— WHAT NEEDS TO BE DONE —
Make an exact copy of the data below, leaving out every picture.

____________

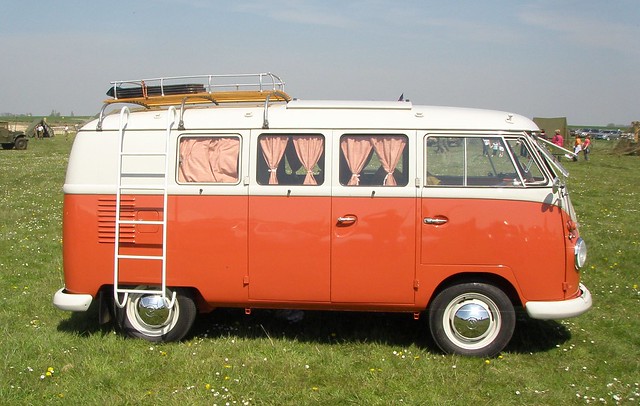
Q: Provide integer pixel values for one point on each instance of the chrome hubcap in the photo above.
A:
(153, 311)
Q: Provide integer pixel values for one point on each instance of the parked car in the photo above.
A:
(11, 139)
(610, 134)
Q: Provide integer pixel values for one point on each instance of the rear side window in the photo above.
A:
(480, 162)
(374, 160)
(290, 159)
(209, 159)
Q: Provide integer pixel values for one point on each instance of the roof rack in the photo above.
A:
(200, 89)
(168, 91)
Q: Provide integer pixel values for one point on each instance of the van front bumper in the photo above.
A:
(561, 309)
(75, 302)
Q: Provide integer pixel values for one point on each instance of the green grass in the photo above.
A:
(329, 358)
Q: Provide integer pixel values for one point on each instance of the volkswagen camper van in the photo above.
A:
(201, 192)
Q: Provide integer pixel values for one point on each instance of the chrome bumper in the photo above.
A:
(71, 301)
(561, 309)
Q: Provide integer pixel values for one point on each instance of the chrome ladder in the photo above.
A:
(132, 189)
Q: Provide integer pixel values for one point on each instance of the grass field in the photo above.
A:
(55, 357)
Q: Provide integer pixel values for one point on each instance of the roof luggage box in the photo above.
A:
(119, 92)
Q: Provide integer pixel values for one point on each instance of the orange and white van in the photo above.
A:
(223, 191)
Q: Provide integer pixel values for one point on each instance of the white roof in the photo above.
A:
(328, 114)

____________

— FINISHED TASK —
Q: Provide integer pixel values for one point on each instance of the chrome hubcap in the photo above.
A:
(153, 311)
Q: Provide integer pixel values for one point on each instance of the parked car in the photo above.
A:
(11, 139)
(610, 134)
Q: Provide integer pixel values for one point on each instance of the rear side window in the photo above.
A:
(480, 162)
(374, 160)
(290, 159)
(209, 159)
Q: Provide integer pixel values for one point on each instance of the roof rack in the photo above.
A:
(200, 89)
(168, 91)
Q: Provide integer pixel values for one point on each instance of the van front bumper in the photo above.
A:
(561, 309)
(75, 302)
Q: Provide integer pixel values for one point on each instance of the green grass in the photo above.
A:
(329, 358)
Q: Provide integer pixel values for one point on each instance of the volkswagen camper van in the photo above.
A:
(201, 192)
Q: Provide integer pixel values for one point on each instance of the chrome bumper in the photo above.
A:
(71, 301)
(561, 309)
Q: Provide integer pixel values for one point on each instance of the chrome ladder in the photo above.
A:
(132, 189)
Q: Provide integer pixel values for one point on each instance of the grass field in the photo above.
A:
(55, 357)
Q: Provide integer pixel values for one point on each instance of the roof luggage box in the photo above.
A:
(119, 92)
Q: Provide integer pixel values for one point on each instance of the orange and white van in the photo above.
A:
(223, 191)
Q: Provide integer pixel values for one point on each instance of the white roof in the photo above.
A:
(328, 114)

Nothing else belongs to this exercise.